-- PAGE EXTRACT follows --

I was raised in a Dispensational Anabaptist household and was well informed about Rapture charts, but not so much about Biblical study or WHY certain practices were performed. Baptism was merely an “outward response to an inward change” as we were told over and over. The Lord’s Supper was a “remembrance until He returns” and nothing more than that.
Both sacraments were reduced to playacting, and I instinctively thought that they weren’t being taken seriously. Even as an unbelieving teenager. Let that sink in. I was raised in the church and the concepts of the two primary means of grace outside the preaching of the word were assumed by the leadership to mean something, even as they said that it meant nothing. It felt like a LARP to me.
I was saved 20 years ago and looked for authors to read and learn all that I felt I should have known by then. Most of the authors then were reformed and I devoured them leading me to drop my Dispensational upbringing. I still was on board with the LARP but it made me uneasy. The Emergent Church (remember them?) also taught that the sacraments deserved more teaching than we were getting, but they were the liberals. That kept me from asking their questions along with them for over a decade.
Fast forward to today. COVID and certain other events led to my family being uprooted in our faith tradition. My wife and I visited several churches in the area, looking for one that is faithful. We ended up in a CRC church that practices infant baptism. That was my only hangup. So I decided to understand why they sprinkle babies. As an assumed Anabaptist, that is pretty huge.

-- PAGE EXTRACT concluded --

• _TASK_:
In the passage on the sacraments, rewrite the part that begins with "I was raised in a" and ends with "LARP to me.", swapping "playacting" for "pretending". The material after this text was taken from a separate source.

-- SOURCE DATA follows --

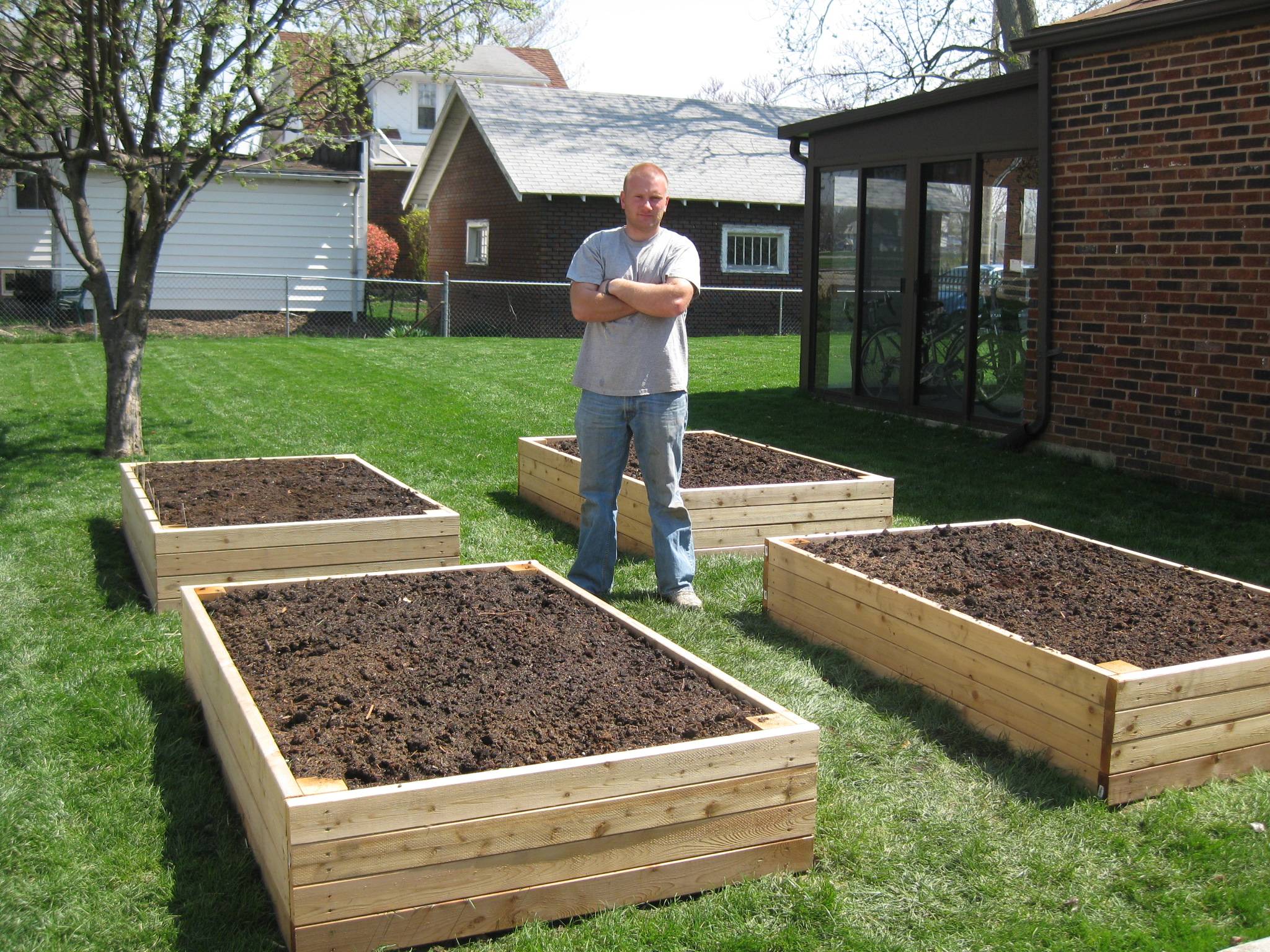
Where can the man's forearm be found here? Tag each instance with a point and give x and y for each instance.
(590, 305)
(668, 300)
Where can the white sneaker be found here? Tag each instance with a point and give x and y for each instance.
(685, 598)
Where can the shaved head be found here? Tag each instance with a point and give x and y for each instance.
(644, 168)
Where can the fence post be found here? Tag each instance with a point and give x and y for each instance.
(445, 309)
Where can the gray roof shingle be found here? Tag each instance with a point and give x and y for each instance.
(573, 143)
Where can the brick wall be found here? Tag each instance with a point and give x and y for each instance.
(1161, 259)
(535, 240)
(474, 187)
(384, 202)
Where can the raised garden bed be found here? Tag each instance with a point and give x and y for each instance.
(278, 517)
(422, 861)
(1128, 726)
(737, 493)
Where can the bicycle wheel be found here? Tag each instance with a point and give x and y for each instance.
(879, 362)
(998, 368)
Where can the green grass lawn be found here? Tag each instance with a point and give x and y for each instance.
(116, 831)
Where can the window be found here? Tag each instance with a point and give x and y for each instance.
(478, 242)
(27, 193)
(427, 106)
(13, 282)
(756, 249)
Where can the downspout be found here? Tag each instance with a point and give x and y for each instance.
(807, 345)
(1028, 432)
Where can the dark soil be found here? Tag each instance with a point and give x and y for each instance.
(717, 460)
(406, 677)
(255, 491)
(1086, 601)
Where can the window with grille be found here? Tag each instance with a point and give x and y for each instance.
(27, 193)
(478, 242)
(427, 117)
(756, 249)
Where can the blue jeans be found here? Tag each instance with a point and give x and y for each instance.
(605, 427)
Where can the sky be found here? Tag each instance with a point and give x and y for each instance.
(668, 47)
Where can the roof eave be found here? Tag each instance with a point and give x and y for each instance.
(1139, 24)
(911, 103)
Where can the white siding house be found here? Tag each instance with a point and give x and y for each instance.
(251, 224)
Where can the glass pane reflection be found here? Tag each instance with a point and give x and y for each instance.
(882, 282)
(836, 278)
(1008, 284)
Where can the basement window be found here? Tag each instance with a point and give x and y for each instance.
(27, 197)
(478, 242)
(756, 249)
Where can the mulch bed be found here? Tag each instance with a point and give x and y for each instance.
(257, 491)
(1086, 601)
(397, 678)
(716, 460)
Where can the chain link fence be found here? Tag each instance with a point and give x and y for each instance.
(205, 304)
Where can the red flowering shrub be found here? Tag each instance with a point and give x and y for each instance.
(381, 252)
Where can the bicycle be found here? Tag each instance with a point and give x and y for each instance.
(998, 356)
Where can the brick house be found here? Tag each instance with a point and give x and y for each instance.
(1078, 253)
(516, 177)
(406, 110)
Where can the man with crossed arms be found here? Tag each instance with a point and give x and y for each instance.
(631, 286)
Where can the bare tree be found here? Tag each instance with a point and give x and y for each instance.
(163, 93)
(905, 46)
(757, 90)
(546, 27)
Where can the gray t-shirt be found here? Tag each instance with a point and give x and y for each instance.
(638, 355)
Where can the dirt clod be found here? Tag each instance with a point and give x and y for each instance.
(1086, 601)
(469, 671)
(718, 460)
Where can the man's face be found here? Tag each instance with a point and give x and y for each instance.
(644, 201)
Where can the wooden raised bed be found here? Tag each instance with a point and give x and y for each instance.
(724, 518)
(171, 557)
(1127, 733)
(431, 861)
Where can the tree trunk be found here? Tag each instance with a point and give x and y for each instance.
(123, 351)
(1016, 19)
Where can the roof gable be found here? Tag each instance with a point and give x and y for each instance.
(571, 143)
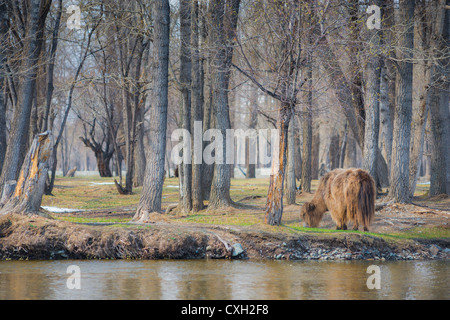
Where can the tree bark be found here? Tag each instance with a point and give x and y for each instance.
(399, 186)
(307, 136)
(151, 196)
(185, 82)
(197, 106)
(30, 187)
(274, 203)
(291, 188)
(221, 36)
(17, 142)
(250, 153)
(3, 34)
(372, 102)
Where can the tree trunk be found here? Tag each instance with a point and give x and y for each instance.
(439, 107)
(385, 139)
(139, 165)
(307, 137)
(399, 188)
(372, 103)
(250, 153)
(51, 67)
(3, 34)
(30, 187)
(274, 204)
(197, 108)
(17, 143)
(291, 188)
(185, 81)
(221, 37)
(151, 196)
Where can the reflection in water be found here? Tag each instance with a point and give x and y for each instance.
(223, 280)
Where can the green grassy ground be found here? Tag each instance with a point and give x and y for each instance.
(95, 194)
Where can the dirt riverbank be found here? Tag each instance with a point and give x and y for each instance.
(412, 232)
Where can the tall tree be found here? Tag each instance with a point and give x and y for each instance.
(197, 104)
(151, 196)
(224, 17)
(439, 104)
(17, 142)
(372, 99)
(3, 38)
(185, 83)
(399, 182)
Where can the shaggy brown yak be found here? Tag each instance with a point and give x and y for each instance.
(349, 194)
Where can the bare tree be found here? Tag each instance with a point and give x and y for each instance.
(151, 196)
(35, 25)
(399, 182)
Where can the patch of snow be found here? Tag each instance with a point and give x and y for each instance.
(100, 183)
(61, 210)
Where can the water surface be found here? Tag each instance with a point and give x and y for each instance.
(223, 279)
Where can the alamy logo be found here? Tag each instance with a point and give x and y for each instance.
(374, 280)
(74, 21)
(374, 20)
(74, 280)
(216, 146)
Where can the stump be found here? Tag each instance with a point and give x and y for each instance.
(8, 190)
(71, 172)
(30, 187)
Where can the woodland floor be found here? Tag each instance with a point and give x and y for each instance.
(101, 229)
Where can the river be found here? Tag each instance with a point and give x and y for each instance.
(223, 279)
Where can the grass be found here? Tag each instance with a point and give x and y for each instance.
(100, 194)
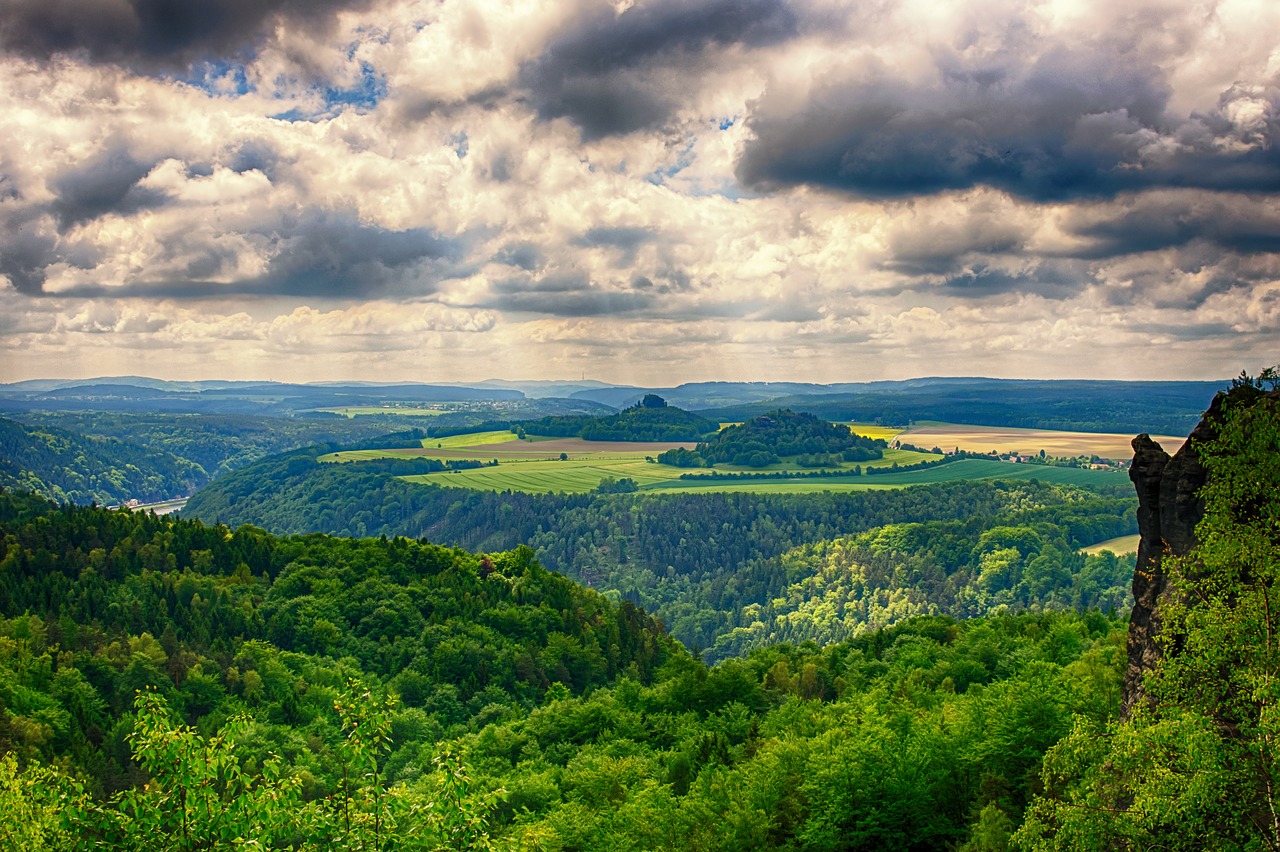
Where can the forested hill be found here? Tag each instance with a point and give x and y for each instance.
(169, 685)
(204, 614)
(732, 571)
(649, 420)
(65, 466)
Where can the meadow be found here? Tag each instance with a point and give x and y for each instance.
(352, 411)
(1029, 441)
(576, 466)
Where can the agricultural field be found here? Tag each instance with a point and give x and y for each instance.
(1119, 546)
(1029, 441)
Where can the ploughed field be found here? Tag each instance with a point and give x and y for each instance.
(535, 466)
(1029, 441)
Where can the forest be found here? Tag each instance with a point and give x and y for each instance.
(480, 700)
(713, 566)
(928, 668)
(764, 440)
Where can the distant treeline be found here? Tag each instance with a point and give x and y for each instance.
(700, 560)
(780, 434)
(1166, 408)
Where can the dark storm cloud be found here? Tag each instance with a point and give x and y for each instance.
(1153, 221)
(626, 241)
(1051, 280)
(581, 303)
(617, 73)
(570, 294)
(937, 248)
(152, 33)
(106, 183)
(24, 252)
(525, 256)
(1069, 124)
(318, 253)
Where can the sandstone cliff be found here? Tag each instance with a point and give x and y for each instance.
(1169, 508)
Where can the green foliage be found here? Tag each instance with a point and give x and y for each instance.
(763, 440)
(110, 457)
(649, 420)
(712, 566)
(387, 694)
(1197, 766)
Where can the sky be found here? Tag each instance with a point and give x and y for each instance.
(639, 192)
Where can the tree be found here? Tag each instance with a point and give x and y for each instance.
(1200, 766)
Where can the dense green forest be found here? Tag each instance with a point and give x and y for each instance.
(734, 571)
(649, 420)
(172, 685)
(65, 466)
(110, 457)
(319, 692)
(1156, 407)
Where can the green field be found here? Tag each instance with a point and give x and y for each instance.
(1119, 546)
(536, 467)
(351, 411)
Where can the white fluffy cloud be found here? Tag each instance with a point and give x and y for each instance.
(739, 189)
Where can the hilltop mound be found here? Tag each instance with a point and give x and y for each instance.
(649, 420)
(780, 434)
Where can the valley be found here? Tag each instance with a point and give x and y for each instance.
(597, 639)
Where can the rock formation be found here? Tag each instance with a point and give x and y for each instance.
(1169, 508)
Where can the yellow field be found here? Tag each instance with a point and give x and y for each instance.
(1028, 441)
(872, 430)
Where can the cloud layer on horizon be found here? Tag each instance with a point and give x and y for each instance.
(736, 188)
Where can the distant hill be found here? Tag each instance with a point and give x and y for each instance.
(1155, 407)
(776, 435)
(648, 420)
(231, 397)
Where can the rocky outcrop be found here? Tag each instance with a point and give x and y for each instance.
(1169, 508)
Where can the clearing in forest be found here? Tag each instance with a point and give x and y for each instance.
(1028, 441)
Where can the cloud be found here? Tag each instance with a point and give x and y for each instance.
(152, 35)
(105, 183)
(1041, 118)
(617, 72)
(316, 253)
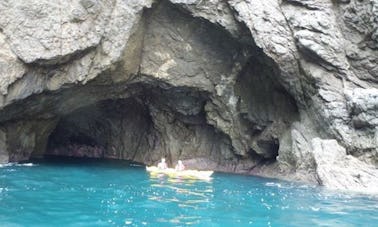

-- SOURCE DATA concluded --

• _WRITTEN RESPONSE_:
I was raised in a Dispensational Anabaptist household and was well informed about Rapture charts, but not so much about Biblical study or WHY certain practices were performed. Baptism was merely an “outward response to an inward change” as we were told over and over. The Lord’s Supper was a “remembrance until He returns” and nothing more than that.
Both sacraments were reduced to pretending, and I instinctively thought that they weren’t being taken seriously. Even as an unbelieving teenager. Let that sink in. I was raised in the church and the concepts of the two primary means of grace outside the preaching of the word were assumed by the leadership to mean something, even as they said that it meant nothing. It felt like a LARP to me.